--- Extrait choisi ---
────────────────

C’est fête aujourd’hui pour
Marie et Joseph. Joseph a acheté deux ravissantes petites colombes,
blanches et pures, et douces comme un agneau. Joseph les caresse
doucement et s’attendrit : il est un peu triste de devoir les confier au
prêtre qui les sacrifiera, mais c’est la Loi, alors !...
Joseph a maintenant
accompli toutes les formalités réservées au père de famille. Maintenant
il peut rejoindre Marie qui l’attendait avec l’Enfant sur le parvis des
femmes. Tous les deux vont maintenant présenter Jésus au prêtre,
peut-être Zacharie, qui attend. Tout est terminé, maintenant il faut
partir avant que le bébé ne manifeste trop vigoureusement qu’il commence
à avoir faim...
Que se passe-t-il donc ? On
demande à Marie et à Joseph de revenir un peu en arrière : quelqu’un
voudrait les saluer. C’est Syméon, un saint, un juste selon le Cœur de
Dieu. C’est un sage, une sorte de prophète chargé d’ans, mais que l’on
aime écouter tant ce qu’il dit est plein de sagesse. Syméon veut voir
l’Enfant, il veut le prendre dans ses bras. Il ne sait pas pourquoi il
est venu : c’est comme une force irrésistible qui l’a conduit jusqu’ici.
Marie arrive et tend son
enfant au vieux Syméon. Le visage du vieux sage s’illumine : il vient de
reconnaître celui qu’il tient dans ses bras. C’est le Messie. Dieu lui
avait promis qu’il ne mourrait pas avant d’avoir vu le Saint de Dieu. Et
le Saint de Dieu, il le tient, aujourd’hui, dans ses bras, sur son
cœur : “Maintenant, ô Maître souverain, tu peux laisser ton serviteur
s’en aller en paix, selon ta parole, car mes yeux ont vu ton salut que
Tu as préparé à la face de tous les peuples, lumière pour éclairer
toutes les nations, et gloire d’Israël ton peuple.”

────────────────

--- À faire ---
A - Mettez à jour l'extrait choisi en commençant par « C’est fête aujourd’hui » et en poursuivant jusqu'à « à avoir faim... », avec « sacrificateur » à la place de « prêtre ».
B - Répondez à ces questions d'après l'extrait choisi.
(i) Qu'a acheté Joseph ?
(ii) Où Marie attendait-elle Joseph avec l'Enfant ?
(iii) Qu'est-ce que Dieu avait promis à Syméon ?
Les items n'ont aucun lien avec l'extrait choisi.

Données d'étiquetage de points sur photos
────────────────

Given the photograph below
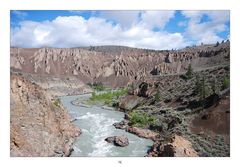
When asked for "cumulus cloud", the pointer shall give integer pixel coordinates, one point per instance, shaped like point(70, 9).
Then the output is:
point(19, 14)
point(125, 18)
point(159, 19)
point(128, 28)
point(75, 31)
point(206, 32)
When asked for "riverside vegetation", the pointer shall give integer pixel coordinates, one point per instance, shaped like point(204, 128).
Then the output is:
point(180, 99)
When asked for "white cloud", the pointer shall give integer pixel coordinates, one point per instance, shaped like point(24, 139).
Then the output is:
point(19, 14)
point(206, 32)
point(124, 18)
point(75, 31)
point(159, 19)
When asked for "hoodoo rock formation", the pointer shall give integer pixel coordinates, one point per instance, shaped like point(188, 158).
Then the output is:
point(115, 65)
point(39, 126)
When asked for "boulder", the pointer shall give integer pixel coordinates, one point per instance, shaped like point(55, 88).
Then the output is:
point(130, 102)
point(177, 147)
point(121, 125)
point(121, 141)
point(144, 133)
point(110, 139)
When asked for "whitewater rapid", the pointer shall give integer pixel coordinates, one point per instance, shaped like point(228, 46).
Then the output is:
point(96, 124)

────────────────

--- Solutions par tâche ---
A -
C’est fête aujourd’hui pour
Marie et Joseph. Joseph a acheté deux ravissantes petites colombes,
blanches et pures, et douces comme un agneau. Joseph les caresse
doucement et s’attendrit : il est un peu triste de devoir les confier au
sacrificateur qui les sacrifiera, mais c’est la Loi, alors !...
Joseph a maintenant
accompli toutes les formalités réservées au père de famille. Maintenant
il peut rejoindre Marie qui l’attendait avec l’Enfant sur le parvis des
femmes. Tous les deux vont maintenant présenter Jésus au sacrificateur,
peut-être Zacharie, qui attend. Tout est terminé, maintenant il faut
partir avant que le bébé ne manifeste trop vigoureusement qu’il commence
à avoir faim...

B -
(i) Deux petites colombes blanches.
(ii) Sur le parvis des femmes.
(iii) Il ne mourrait pas avant d'avoir vu le Saint de Dieu.